=== Begin Enclosure ===

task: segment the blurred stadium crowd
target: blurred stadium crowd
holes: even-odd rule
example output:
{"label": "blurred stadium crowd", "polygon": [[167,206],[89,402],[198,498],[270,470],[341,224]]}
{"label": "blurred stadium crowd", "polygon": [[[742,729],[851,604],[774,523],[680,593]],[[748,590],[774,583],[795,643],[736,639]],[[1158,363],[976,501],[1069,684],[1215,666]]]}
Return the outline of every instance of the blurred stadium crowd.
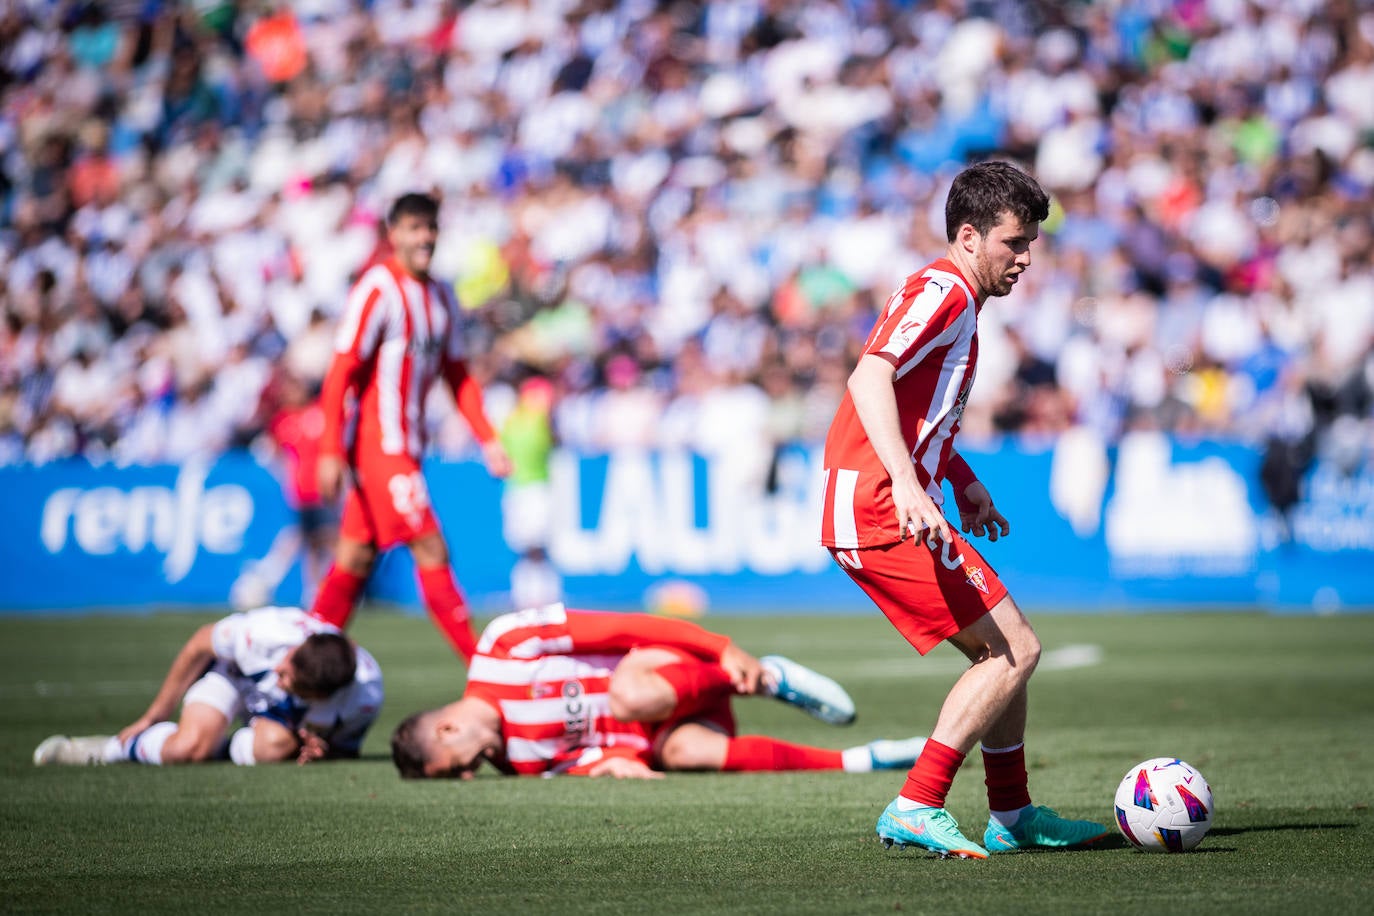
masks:
{"label": "blurred stadium crowd", "polygon": [[253,440],[410,190],[496,416],[539,376],[577,447],[817,440],[987,156],[1055,210],[967,433],[1374,438],[1367,0],[0,10],[0,462]]}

=== End Enclosure ===

→ **Work task**
Please set the data above down exactly, with the pictures removed.

→ **Worked solution**
task: segment the blurred stadium crowd
target: blurred stadium crowd
holes: even-odd rule
example output:
{"label": "blurred stadium crowd", "polygon": [[167,206],[89,402],[198,498],[270,470],[341,224]]}
{"label": "blurred stadium crowd", "polygon": [[[742,729],[851,604],[774,523],[680,593]],[[748,590],[774,583],[795,643],[736,639]],[[1158,363],[976,501],[1069,684],[1215,666]]]}
Return the outline of every instance of the blurred stadium crowd.
masks:
{"label": "blurred stadium crowd", "polygon": [[253,440],[410,190],[496,416],[539,376],[577,447],[817,440],[987,156],[1055,210],[967,433],[1374,438],[1367,0],[0,10],[0,462]]}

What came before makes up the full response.